= EXERCISE A =
Set down the following part of the laser cutter forum thread exactly as it appears, everything from "Also you may" down to "keep it aligned.".

A very clever solution.

How do you find the painted honeycomb material holding up?

We have used similar material without painting it and found there is very little possibility of rebounded light, unless the honeycomb was damaged or bent.

How cleanly cut are the edges of the honeycomb piece you purchased?

Thanks for sharing.


Hi Domenic,

The painted honeycomb is holding on fine. I had to cut it the exact same shape as the inside of the frame.

If bigger, it causes the honeycomb to bow up and if smaller it moves within the frame.

As I was painting the Aluminum plate that I have used as the base, I painted the honeycomb along with it.

I purchased a honeycomb of 16" x 16". The edges of the honeycomb were cut clean only on one side (and was a little more than 16").

The other 3 sides were uneven and jagged. I trimmed down the side opposite the cleanly cut side to 16" and shortened the width to 11" using a kitchen scissors.



my  made   AL grid

Nice one Juraj!!

Joel Thanks! . Joel was my inspiration…for format  A3

more info: .stl file ….http://www.thingiverse.com/thing:1452635

Looks awesome Jurag…glad I could help!!

That looks brilliant Joel, I hope to create something similar myself.

I noticed in your post that you said you mostly cut 2-3mm acrylic, I’m yet to use my Emblaser as I’ve only just received it, but I’m really hoping my 4w unit can cut 3mm acrylic.

Hi John,

I have managed to cut up to 4mm black acrylic (only test cut 5mm circle) @ 400mm/min ; 100%; 12 passes

With reference to my other post regarding the test cuts on acrylic - I feel that you could cut 3mm acrylic - but only red; black, brown; try 400mm/min; 100%; 8-12 passes.

Also you may be probably aware that Darkly are set to release a new unit by next weekend; probably they managed to develop a better lens to use with the much powerful laser diodes (NUBM44) that are available in the market.





I was thinking about creating a simple sacrificial cutting base and thought it might be good to use magnets to hold down paper/card.

Obviously I’d love to use a vacuum solution eventually as others have made, but thought if I just get a rectangle sheet of steel a few mm thick, and size it so that it fits in from the front ‘arch’ of the Emblaser, and is also long enough to slot through the rear ‘arch’ to keep it aligned.

Then a piece of mdf. a few mm thick of the same size on top which would allow magnets to hold a piece paper/card flat and prevent it from moving when being cut.

I’ve created a crude drawing of what I mean, any thoughts?

I thought I could also have different wooden boards for particular cutting/engraving jobs with markings or engrave recesses for repeat jobs?

HI John,

Seems like a good idea…But if you don’t have a gap between the paper and MDF, the paper would get scorch marks underneath.

= LISTED RECORDS =
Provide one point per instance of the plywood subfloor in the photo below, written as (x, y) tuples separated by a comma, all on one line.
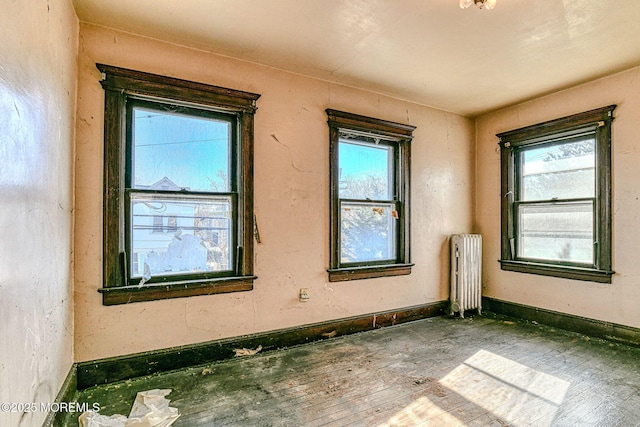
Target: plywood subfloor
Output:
[(479, 371)]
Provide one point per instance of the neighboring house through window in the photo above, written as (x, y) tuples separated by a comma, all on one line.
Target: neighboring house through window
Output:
[(556, 197), (178, 171), (369, 170)]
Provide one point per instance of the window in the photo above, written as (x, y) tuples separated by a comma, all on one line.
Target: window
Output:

= EXERCISE B =
Extract, word for word, the lines of the listing running from the line containing "Provide one point per instance of the window" down to the end of the listing, both ends included.

= ANSWER A =
Also you may be probably aware that Darkly are set to release a new unit by next weekend; probably they managed to develop a better lens to use with the much powerful laser diodes (NUBM44) that are available in the market.





I was thinking about creating a simple sacrificial cutting base and thought it might be good to use magnets to hold down paper/card.

Obviously I’d love to use a vacuum solution eventually as others have made, but thought if I just get a rectangle sheet of steel a few mm thick, and size it so that it fits in from the front ‘arch’ of the Emblaser, and is also long enough to slot through the rear ‘arch’ to keep it aligned.

= ANSWER B =
Provide one point per instance of the window in the photo above, written as (x, y) tuples separated by a comma, all on one line.
Target: window
Output:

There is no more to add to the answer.